Текст документа |
= = = =

Высокая, полная, круглолицая блондинка, с живыми темными глазами, радостно глядящими на мир, она казалась ему воплощением женственности. Виктор ощущал в девушке доброту и, преодолевая свою застенчивость и угловатость, с увлечением рассказывал ей о петербургском житье-бытье.
Девушка слушала с интересом. Потом они встречались уже не случайно. Перед художником, чем бы он ни занимался, неотступно возникало милое лицо, в чертах которого он находил душевное богатство, ту особенную прелесть, какую видит лишь любящий.
Как не хотелось теперь думать об отъезде, о расставании с Сашей!.. Грустно и трогательно было их прощание. Кто знает, увидятся ли они… и когда?
Обратный путь Виктора Васнецова с Аполлинарием из Вятки в Петербург лежал через завод Шурму, где учительствовал старший брат Николай. В ночи пылали горны, и кочегары, казавшиеся на фоне огненных языков великанами, огромными клещами выхватывали чугунные болванки. От могучих ударов молота далеко в темноту летели оранжевые брызги.
Братья залюбовались этим великолепным проявлением ловкости и силы. Отдыхая, кочегары рассказывали, как в старые времена их деды, чтобы потешить хозяев и заработать на чарку, подшибали рукой расплавленный льющийся чугун.

= = = =

Задание A | Переведите на английский язык предложение из отрывка о Викторе Васнецове: «Братья залюбовались этим великолепным проявлением ловкости и силы».
Задание B | Перепишите часть отрывка о Викторе Васнецове, которая открывается словами «Девушка слушала с» и закрывается словами «летели оранжевые брызги.», заменив «кочегары» на «рабочие».
Задание C | Напишите продолжение отрывка о Викторе Васнецове, начиная сразу после его последнего предложения.

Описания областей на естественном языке

= = = =

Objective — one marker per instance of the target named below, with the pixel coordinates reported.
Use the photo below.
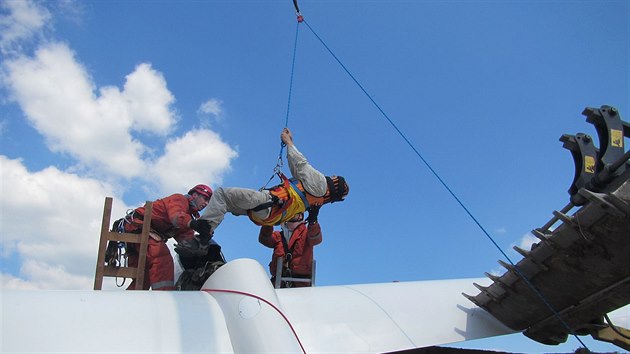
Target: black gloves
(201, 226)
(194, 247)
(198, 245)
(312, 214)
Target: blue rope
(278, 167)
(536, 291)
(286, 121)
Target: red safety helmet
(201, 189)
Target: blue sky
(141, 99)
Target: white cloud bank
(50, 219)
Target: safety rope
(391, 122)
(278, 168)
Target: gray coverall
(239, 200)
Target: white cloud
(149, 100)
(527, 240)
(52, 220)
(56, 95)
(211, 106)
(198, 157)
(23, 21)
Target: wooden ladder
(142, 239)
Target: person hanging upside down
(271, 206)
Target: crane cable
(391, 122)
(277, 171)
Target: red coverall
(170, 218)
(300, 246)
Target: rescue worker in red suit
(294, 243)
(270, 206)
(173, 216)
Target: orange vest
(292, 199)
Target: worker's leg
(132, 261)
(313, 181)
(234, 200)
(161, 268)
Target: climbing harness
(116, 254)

= = = =

Результат A | The brothers gazed in admiration at this magnificent display of skill and strength.

Результат B |
Девушка слушала с интересом. Потом они встречались уже не случайно. Перед художником, чем бы он ни занимался, неотступно возникало милое лицо, в чертах которого он находил душевное богатство, ту особенную прелесть, какую видит лишь любящий.
Как не хотелось теперь думать об отъезде, о расставании с Сашей!.. Грустно и трогательно было их прощание. Кто знает, увидятся ли они… и когда?
Обратный путь Виктора Васнецова с Аполлинарием из Вятки в Петербург лежал через завод Шурму, где учительствовал старший брат Николай. В ночи пылали горны, и рабочие, казавшиеся на фоне огненных языков великанами, огромными клещами выхватывали чугунные болванки. От могучих ударов молота далеко в темноту летели оранжевые брызги.

Результат C |
— Концы ногтей только подгорали, пахли палениной, — добавил один из них.
Этот рабочий, бородатый и мускулистый, с пронзительными, жестко горящими глазами, показался братьям Емельяном Пугачевым…
Наконец-то после долгой разлуки встретились Виктор и Аполлинарий с Николаем, и не было конца взаимным расспросам, рассказам о знакомых, о большой васнецовской родне.
Николай сообщал новости о братьях Петре, Аркадии и Александре — с ними он деятельно переписывался. Каждый из братьев жил самостоятельной, трудовой жизнью: Петр работал агрономом, Аркадий и Александр учительствовали. Куда бы ни забрасывала их судьба, все они стремились поближе к вятским краям, к Рябову.
Виктор с удивлением узнал, что сам Николай серьезно занимается составлением словаря вятского говора, усиленно собирает фольклор и Александр. А Аркадий, тот, оказывается, в свободное от учительства время с успехом занимается резьбой по дереву, увлекается вятским орнаментом.
Не плохих людей, знать, взрастил отец. Но вот кому больше всего передалась его неиссякаемая любознательность — это Аполлинарию. Чего только не рассказывал он брату во время поездки про растительный и животный мир, про минералы — их образцы, так же как и гербарий, он увлеченно собирал еще в детстве. Не станет ли он ученым? Впрочем, вряд ли: рассказывает он о природе так ярко и поэтично, как может это делать только художник. И его этюды подтверждают это.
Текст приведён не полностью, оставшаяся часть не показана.